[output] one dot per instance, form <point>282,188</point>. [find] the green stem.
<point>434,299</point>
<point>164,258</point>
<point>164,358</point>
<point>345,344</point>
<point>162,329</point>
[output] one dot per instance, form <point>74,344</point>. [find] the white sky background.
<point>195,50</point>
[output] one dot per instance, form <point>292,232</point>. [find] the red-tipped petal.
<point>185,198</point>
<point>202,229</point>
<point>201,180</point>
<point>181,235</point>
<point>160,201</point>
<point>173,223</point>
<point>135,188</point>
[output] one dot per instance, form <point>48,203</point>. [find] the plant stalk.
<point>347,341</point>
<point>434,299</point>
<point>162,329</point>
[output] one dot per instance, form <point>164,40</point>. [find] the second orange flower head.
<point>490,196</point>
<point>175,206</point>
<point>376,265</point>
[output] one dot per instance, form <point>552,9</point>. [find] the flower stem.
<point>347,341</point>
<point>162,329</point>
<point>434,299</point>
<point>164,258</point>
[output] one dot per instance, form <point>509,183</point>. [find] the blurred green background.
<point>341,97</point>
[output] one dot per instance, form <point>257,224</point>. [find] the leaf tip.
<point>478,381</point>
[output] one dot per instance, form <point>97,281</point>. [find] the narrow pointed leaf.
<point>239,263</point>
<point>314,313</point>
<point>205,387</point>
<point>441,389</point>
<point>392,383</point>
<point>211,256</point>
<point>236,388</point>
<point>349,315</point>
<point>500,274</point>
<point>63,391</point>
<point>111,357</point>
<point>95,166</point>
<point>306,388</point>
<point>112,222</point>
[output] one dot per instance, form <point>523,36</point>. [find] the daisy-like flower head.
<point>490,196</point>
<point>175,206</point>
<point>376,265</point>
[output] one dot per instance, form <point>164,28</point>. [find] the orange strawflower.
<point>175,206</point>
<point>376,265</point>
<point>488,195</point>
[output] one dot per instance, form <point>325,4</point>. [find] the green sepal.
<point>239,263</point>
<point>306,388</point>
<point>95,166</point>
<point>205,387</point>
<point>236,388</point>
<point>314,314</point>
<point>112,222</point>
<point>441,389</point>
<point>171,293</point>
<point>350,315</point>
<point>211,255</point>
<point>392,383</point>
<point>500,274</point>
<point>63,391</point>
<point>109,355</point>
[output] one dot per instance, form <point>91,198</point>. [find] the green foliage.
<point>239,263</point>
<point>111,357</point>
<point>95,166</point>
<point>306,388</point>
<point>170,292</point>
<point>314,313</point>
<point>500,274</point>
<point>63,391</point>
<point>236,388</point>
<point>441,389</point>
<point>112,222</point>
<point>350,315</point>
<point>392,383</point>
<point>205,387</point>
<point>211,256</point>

***

--- WHAT THE EXERCISE ASKS ---
Return all of the entries word for word.

--- REPLY TO THE TASK ---
[output] one dot per instance, form <point>282,188</point>. [find] the green stem.
<point>434,299</point>
<point>164,258</point>
<point>164,358</point>
<point>345,344</point>
<point>162,329</point>
[output] one dot per instance, form <point>74,344</point>. [find] the white sky background.
<point>195,50</point>
[output] one dot per instance, form <point>292,232</point>. [find] the red-tipped petal.
<point>185,198</point>
<point>202,229</point>
<point>201,180</point>
<point>181,235</point>
<point>160,201</point>
<point>173,223</point>
<point>135,188</point>
[output] one dot per instance, form <point>48,203</point>. [find] the plant stalk.
<point>347,341</point>
<point>434,299</point>
<point>162,329</point>
[output] one dot per instance, form <point>164,40</point>. [find] the second orange flower head.
<point>490,196</point>
<point>175,206</point>
<point>376,265</point>
[output] one dot per instance, form <point>552,9</point>. [find] the flower stem.
<point>347,341</point>
<point>162,329</point>
<point>434,299</point>
<point>164,258</point>
[output] one dot per instance, form <point>509,183</point>. [find] the blurred green background.
<point>341,97</point>
[output] one dot per instance, form <point>257,224</point>. [find] the leaf tip.
<point>478,381</point>
[output] one dot per instance, form <point>97,281</point>. [find] the narrow pointed leaf.
<point>239,263</point>
<point>314,313</point>
<point>205,387</point>
<point>441,389</point>
<point>392,383</point>
<point>211,256</point>
<point>236,388</point>
<point>349,315</point>
<point>500,274</point>
<point>63,391</point>
<point>111,357</point>
<point>95,166</point>
<point>306,388</point>
<point>112,222</point>
[output] one dot per instance, form <point>523,36</point>. [find] the daisy-like flower head.
<point>490,196</point>
<point>175,206</point>
<point>376,265</point>
[output] one dot per instance, form <point>164,28</point>. [find] the orange strawflower.
<point>175,206</point>
<point>376,265</point>
<point>488,195</point>
[output] one dot per instance, form <point>325,4</point>. [find] the green sepal.
<point>239,263</point>
<point>306,388</point>
<point>95,166</point>
<point>205,387</point>
<point>236,388</point>
<point>314,314</point>
<point>112,222</point>
<point>441,389</point>
<point>171,293</point>
<point>350,315</point>
<point>211,255</point>
<point>392,383</point>
<point>500,274</point>
<point>63,391</point>
<point>109,355</point>
[output] one dot per instance, form <point>91,198</point>. [find] the green foliage.
<point>239,263</point>
<point>111,357</point>
<point>95,166</point>
<point>306,388</point>
<point>170,292</point>
<point>314,313</point>
<point>500,274</point>
<point>63,391</point>
<point>236,388</point>
<point>441,389</point>
<point>112,222</point>
<point>350,315</point>
<point>392,383</point>
<point>205,387</point>
<point>211,256</point>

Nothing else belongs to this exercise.